• **Work required**: Output must match the records, character for character.
+ + + + + + +
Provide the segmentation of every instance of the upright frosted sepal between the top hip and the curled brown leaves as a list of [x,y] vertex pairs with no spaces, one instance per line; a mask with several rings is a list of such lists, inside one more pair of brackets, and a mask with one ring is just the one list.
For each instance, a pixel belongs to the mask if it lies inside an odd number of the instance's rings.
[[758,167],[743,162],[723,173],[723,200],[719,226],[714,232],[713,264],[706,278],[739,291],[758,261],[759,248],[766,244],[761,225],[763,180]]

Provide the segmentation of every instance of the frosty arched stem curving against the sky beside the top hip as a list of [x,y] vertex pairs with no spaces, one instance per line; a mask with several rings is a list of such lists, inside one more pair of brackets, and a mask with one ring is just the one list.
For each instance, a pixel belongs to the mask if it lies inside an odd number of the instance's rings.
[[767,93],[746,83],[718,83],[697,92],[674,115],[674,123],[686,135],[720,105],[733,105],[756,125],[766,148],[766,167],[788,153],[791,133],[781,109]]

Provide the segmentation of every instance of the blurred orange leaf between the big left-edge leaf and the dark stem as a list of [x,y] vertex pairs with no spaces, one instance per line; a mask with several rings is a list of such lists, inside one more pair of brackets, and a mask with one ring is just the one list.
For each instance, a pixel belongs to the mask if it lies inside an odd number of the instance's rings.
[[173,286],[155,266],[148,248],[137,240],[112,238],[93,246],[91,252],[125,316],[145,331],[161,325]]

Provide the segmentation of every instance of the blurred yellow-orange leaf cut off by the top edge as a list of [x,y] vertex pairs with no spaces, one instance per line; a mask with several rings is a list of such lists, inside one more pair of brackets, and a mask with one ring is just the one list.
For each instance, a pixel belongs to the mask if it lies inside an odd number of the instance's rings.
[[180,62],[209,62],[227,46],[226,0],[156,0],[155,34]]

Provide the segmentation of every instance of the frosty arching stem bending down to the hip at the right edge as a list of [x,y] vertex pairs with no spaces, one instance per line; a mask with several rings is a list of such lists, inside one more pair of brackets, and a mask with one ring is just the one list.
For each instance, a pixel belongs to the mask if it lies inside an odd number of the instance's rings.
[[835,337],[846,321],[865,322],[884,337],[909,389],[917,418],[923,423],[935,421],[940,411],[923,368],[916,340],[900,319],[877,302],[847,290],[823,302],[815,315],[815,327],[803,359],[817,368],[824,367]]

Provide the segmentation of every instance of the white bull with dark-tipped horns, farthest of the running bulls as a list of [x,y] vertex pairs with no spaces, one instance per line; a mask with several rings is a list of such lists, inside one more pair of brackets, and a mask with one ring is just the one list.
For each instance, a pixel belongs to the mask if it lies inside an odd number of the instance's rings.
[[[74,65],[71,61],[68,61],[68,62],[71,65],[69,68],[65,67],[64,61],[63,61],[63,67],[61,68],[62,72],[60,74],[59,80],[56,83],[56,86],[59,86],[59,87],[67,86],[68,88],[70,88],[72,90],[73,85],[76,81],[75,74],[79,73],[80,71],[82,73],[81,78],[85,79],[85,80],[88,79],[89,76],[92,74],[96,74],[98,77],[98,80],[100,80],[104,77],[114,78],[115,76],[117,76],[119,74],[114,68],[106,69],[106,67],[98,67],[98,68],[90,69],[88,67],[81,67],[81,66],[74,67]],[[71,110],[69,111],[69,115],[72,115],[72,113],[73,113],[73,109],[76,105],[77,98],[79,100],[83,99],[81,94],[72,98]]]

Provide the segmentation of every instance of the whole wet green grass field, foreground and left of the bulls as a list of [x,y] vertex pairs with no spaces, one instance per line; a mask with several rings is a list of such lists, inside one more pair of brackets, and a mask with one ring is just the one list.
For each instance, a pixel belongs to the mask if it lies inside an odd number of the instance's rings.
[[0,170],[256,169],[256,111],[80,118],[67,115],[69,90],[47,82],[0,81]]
+ + + + + + +
• **Your response**:
Provide the segmentation of every instance of the upright frosted sepal between the top hip and the curled brown leaves as a list of [x,y] vertex pairs with no spaces, one instance per line; a mask with several rings is a list of such lists, inside one more pair of brackets, and a mask with one ring is just the one list.
For each instance, a pixel belongs to the mask if it lies inside an odd number of the instance's rings.
[[758,167],[743,162],[723,173],[723,200],[719,226],[714,232],[713,264],[706,278],[739,291],[758,261],[759,248],[766,244],[761,225],[763,180]]

Provide the segmentation of every instance of the frosty arched stem curving against the sky beside the top hip as a list of [x,y] vertex pairs with no spaces, one instance per line; a mask with several rings is a list of such lists, inside one more pair of brackets, and a mask with one ring is just the one list.
For each instance, a pixel belongs to the mask if it lies inside an odd number of the instance's rings.
[[767,93],[746,83],[718,83],[697,92],[674,115],[674,123],[686,135],[720,105],[733,105],[756,125],[766,148],[766,167],[788,153],[791,133],[781,109]]

Provide the segmentation of every instance of the blurred orange leaf between the big left-edge leaf and the dark stem as a list of [x,y] vertex pairs with no spaces, one instance per line; a mask with several rings is a list of such lists, inside one more pair of brackets, and a mask with one ring is just the one list.
For each instance, a pixel belongs to the mask if it lies inside an odd number of the instance's rings.
[[173,286],[155,266],[148,248],[137,240],[112,238],[93,246],[91,252],[125,316],[145,331],[161,325]]

Provide the segmentation of every instance of the blurred yellow-orange leaf cut off by the top edge as a list of [x,y] vertex pairs with no spaces, one instance per line; a mask with several rings is a list of such lists, inside one more pair of brackets, and a mask with one ring is just the one list.
For each instance, a pixel belongs to the mask if it lies inside an odd number of the instance's rings.
[[180,62],[209,62],[227,46],[226,0],[156,0],[155,34]]

Provide the segmentation of every instance of the frosty arching stem bending down to the hip at the right edge as a list of [x,y] vertex pairs with no spaces, one instance per line; a mask with several rings is a list of such lists, inside one more pair of brackets, and a mask with one ring is just the one list.
For each instance, a pixel belongs to the mask if it lies inside an odd number of the instance's rings.
[[835,337],[846,321],[865,322],[884,337],[909,389],[917,418],[923,423],[935,421],[940,411],[923,368],[916,340],[900,319],[877,302],[847,290],[823,302],[815,315],[815,327],[803,359],[817,368],[824,367]]

Provide the segmentation of every instance of the white bull with dark-tipped horns, farthest of the running bulls as a list of [x,y] vertex pairs with no spaces, one instance per line; a mask with several rings is a list of such lists, inside one more pair of brackets, and a mask with one ring is just the one list.
For each instance, a pixel belongs to the mask if it lies inside an odd number of the instance's rings.
[[[74,65],[71,61],[68,61],[68,62],[71,65],[69,68],[65,67],[64,61],[63,61],[63,67],[61,68],[62,72],[60,74],[59,80],[56,83],[56,86],[59,86],[59,87],[67,86],[68,88],[70,88],[72,90],[73,85],[76,81],[75,74],[79,73],[80,71],[82,73],[81,78],[85,79],[85,80],[88,79],[89,76],[92,74],[96,74],[98,77],[98,80],[100,80],[104,77],[114,78],[115,76],[117,76],[119,74],[114,68],[106,69],[106,67],[98,67],[98,68],[90,69],[88,67],[81,67],[81,66],[74,67]],[[71,110],[69,111],[69,115],[72,115],[72,113],[73,113],[73,109],[76,105],[77,98],[79,100],[83,99],[81,94],[72,98]]]

Provide the segmentation of every instance of the whole wet green grass field, foreground and left of the bulls as a list of [x,y] vertex pairs with no spaces, one instance per line; a mask with several rings is a list of such lists, inside one more pair of brackets, and a mask with one ring is just the one list.
For each instance, a pixel belongs to the mask if it lies inside an odd number of the instance's rings.
[[0,170],[256,169],[256,111],[80,118],[67,115],[69,90],[47,82],[0,81]]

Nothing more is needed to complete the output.